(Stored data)

------------------------------------------------------------

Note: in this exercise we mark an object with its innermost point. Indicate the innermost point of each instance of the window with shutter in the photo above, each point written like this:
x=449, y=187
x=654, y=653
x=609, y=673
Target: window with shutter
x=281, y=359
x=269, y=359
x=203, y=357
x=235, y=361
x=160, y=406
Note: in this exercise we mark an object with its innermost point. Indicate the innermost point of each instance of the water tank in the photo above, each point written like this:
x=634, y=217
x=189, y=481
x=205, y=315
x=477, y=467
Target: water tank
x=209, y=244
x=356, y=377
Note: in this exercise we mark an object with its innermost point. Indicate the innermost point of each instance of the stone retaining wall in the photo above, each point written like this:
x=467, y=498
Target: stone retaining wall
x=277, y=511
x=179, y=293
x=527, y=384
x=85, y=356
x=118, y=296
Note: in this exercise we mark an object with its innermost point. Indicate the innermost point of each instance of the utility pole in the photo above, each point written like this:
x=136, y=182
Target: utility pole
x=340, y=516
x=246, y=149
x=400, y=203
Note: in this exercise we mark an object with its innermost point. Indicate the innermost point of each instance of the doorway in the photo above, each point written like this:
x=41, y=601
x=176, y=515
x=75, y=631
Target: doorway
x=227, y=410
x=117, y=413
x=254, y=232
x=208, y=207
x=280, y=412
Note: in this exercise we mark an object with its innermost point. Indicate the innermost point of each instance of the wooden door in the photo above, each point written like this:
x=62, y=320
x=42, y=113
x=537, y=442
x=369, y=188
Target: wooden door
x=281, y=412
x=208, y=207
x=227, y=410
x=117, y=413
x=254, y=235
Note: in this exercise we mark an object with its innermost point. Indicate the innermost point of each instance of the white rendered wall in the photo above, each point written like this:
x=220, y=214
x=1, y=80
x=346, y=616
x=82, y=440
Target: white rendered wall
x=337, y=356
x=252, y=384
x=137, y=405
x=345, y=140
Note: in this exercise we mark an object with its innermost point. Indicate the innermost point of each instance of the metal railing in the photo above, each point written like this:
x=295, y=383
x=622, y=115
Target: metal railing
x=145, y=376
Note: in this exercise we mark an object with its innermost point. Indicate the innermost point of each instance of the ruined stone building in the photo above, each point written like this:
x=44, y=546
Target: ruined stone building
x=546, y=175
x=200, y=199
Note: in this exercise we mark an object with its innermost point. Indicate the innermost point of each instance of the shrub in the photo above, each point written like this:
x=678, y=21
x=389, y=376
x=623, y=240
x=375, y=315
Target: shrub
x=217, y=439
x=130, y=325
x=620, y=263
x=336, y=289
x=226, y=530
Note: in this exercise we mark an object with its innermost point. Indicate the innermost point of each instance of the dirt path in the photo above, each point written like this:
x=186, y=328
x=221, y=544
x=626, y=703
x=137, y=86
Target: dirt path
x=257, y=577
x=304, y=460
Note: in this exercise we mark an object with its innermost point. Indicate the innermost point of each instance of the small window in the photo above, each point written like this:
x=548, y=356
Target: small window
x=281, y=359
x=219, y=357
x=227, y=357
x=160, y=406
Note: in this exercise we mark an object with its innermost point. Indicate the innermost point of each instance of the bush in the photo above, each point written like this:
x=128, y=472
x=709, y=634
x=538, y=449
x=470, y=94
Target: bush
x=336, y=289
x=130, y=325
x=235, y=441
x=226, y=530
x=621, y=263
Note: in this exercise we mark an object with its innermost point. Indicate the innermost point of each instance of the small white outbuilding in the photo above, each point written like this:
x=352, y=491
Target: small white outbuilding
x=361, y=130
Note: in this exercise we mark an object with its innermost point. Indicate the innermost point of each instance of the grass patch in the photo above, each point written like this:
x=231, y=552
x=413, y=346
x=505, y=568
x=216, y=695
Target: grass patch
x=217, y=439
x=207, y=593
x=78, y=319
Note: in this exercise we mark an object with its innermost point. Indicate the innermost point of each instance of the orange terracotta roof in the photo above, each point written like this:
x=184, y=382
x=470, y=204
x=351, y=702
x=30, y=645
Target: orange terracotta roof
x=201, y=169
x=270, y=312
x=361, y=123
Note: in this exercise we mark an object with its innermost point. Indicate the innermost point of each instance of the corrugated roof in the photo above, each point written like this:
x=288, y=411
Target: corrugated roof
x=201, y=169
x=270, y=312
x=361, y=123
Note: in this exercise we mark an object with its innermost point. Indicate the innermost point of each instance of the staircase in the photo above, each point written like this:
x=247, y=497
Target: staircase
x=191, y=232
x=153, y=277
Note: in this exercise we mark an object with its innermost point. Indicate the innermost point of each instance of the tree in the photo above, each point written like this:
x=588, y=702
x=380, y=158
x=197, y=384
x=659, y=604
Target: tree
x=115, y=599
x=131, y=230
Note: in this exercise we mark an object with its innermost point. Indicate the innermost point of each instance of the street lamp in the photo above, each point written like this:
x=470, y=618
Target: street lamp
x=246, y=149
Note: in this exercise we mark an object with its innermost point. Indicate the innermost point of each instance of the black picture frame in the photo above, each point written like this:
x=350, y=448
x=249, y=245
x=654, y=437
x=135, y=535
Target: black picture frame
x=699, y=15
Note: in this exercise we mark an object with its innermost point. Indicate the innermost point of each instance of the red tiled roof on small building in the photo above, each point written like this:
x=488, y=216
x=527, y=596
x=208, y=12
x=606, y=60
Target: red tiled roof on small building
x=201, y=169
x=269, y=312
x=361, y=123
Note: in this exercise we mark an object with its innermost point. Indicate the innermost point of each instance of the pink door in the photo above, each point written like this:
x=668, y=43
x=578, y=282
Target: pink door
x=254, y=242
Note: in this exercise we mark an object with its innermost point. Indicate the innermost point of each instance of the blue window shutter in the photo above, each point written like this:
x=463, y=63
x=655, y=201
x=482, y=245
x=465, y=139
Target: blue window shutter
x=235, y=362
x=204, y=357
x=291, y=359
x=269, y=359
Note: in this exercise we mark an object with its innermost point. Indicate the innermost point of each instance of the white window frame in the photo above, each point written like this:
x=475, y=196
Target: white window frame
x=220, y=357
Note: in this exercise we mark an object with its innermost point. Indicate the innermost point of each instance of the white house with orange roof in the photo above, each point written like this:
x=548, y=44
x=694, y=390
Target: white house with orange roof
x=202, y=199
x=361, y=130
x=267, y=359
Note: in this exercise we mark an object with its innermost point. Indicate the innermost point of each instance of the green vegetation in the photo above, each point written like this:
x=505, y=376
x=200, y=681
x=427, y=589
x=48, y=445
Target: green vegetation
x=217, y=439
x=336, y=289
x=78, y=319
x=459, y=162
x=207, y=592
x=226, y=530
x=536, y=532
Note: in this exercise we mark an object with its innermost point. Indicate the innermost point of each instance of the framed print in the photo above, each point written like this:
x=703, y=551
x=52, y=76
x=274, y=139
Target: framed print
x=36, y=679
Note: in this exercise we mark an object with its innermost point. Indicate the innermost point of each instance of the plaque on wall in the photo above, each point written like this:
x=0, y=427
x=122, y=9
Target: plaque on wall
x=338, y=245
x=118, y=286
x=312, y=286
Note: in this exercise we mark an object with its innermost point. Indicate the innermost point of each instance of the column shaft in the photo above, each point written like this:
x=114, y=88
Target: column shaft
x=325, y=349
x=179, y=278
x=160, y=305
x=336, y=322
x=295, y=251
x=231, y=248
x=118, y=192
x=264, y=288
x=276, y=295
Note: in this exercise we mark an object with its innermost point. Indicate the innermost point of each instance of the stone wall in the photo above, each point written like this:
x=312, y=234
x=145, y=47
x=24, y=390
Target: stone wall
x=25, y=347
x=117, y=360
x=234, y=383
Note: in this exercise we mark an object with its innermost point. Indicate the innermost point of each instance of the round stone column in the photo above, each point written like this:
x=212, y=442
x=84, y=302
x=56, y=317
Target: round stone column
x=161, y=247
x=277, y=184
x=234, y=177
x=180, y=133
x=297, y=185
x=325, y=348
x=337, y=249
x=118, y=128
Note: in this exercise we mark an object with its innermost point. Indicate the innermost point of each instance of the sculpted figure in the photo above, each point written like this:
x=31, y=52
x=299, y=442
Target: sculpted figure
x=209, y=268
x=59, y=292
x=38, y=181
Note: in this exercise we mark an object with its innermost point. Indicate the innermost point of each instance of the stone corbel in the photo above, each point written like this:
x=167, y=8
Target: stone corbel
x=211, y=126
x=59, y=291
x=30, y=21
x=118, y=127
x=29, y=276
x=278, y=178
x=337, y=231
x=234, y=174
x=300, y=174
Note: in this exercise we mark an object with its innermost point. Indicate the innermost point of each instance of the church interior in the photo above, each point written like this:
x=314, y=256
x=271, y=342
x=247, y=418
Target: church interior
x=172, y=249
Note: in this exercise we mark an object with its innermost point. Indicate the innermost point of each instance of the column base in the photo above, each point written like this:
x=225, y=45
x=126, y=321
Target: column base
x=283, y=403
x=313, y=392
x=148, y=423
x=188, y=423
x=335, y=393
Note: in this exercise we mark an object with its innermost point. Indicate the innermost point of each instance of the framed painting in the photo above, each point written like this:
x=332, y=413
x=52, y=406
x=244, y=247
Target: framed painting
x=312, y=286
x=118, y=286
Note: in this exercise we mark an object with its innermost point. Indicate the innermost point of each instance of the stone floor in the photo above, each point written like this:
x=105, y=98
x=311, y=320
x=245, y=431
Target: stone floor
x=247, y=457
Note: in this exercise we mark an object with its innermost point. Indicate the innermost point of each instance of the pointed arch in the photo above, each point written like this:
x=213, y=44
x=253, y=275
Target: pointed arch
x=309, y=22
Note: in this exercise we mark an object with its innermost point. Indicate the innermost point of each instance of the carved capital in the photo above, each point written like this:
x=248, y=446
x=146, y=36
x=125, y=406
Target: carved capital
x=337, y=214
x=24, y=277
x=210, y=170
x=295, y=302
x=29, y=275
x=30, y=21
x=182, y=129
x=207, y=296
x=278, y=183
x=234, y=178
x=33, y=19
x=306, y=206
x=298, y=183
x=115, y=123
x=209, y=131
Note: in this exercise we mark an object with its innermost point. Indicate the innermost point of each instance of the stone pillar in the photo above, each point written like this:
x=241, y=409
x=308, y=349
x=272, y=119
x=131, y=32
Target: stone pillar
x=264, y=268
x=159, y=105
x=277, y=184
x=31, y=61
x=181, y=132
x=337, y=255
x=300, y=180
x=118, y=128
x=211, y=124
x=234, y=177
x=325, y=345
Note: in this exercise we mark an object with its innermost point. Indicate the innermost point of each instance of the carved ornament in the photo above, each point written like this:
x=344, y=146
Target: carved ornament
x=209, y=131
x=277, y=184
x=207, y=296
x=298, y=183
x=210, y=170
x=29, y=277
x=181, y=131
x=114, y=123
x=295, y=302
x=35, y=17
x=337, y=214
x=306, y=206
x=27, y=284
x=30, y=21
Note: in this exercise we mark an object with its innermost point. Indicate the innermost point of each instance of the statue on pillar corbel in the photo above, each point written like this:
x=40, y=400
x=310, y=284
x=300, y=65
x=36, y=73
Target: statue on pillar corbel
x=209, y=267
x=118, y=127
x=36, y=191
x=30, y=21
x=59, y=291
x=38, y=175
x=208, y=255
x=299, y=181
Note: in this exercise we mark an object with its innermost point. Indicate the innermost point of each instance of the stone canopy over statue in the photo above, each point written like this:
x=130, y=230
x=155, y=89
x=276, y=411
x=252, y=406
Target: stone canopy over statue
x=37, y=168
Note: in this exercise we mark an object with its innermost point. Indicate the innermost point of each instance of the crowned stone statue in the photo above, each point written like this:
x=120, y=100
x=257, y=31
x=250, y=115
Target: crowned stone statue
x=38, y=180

------------------------------------------------------------

*Stated goal*. Give the items above as a JSON list of strings, one string per line and leaving out blank lines. Begin at the first line of the items and stop after the line that has "x=254, y=235".

*Complete response*.
[
  "Note: in this exercise we mark an object with its innermost point. Indicate the innermost point of each instance of the window with shutter in the photo above, each point written like this:",
  "x=449, y=187",
  "x=654, y=653",
  "x=609, y=673",
  "Target: window with shutter",
  "x=281, y=359",
  "x=269, y=359",
  "x=203, y=357",
  "x=235, y=361",
  "x=160, y=406",
  "Note: in this exercise we mark an object with its innermost point. Indicate the innermost point of each instance of the water tank in the photo above, each point written like this:",
  "x=634, y=217",
  "x=189, y=481",
  "x=205, y=315",
  "x=477, y=467",
  "Target: water tank",
  "x=209, y=244",
  "x=356, y=377",
  "Note: in this exercise we mark an object with its innermost point. Indicate the innermost point of each instance of the stone retaining wall in the photo above, each point written like this:",
  "x=467, y=498",
  "Target: stone retaining wall",
  "x=277, y=511",
  "x=179, y=293",
  "x=527, y=384",
  "x=85, y=356",
  "x=118, y=296",
  "Note: in this exercise we mark an object with its innermost point. Indicate the innermost point of each instance of the utility pole in the photo above, each point written like this:",
  "x=136, y=182",
  "Target: utility pole",
  "x=340, y=516",
  "x=246, y=149",
  "x=400, y=203",
  "Note: in this exercise we mark an object with its innermost point. Indicate the innermost point of each instance of the doorway in the photo above, each point written like this:",
  "x=41, y=601",
  "x=176, y=515",
  "x=75, y=631",
  "Target: doorway",
  "x=227, y=410",
  "x=117, y=413",
  "x=254, y=232",
  "x=208, y=207",
  "x=280, y=412",
  "Note: in this exercise we mark an object with its innermost point. Indicate the innermost point of each instance of the wooden door in the photo above, each point written like this:",
  "x=62, y=320",
  "x=42, y=113",
  "x=537, y=442",
  "x=369, y=188",
  "Target: wooden door",
  "x=281, y=412",
  "x=208, y=207",
  "x=227, y=410",
  "x=117, y=413",
  "x=254, y=235"
]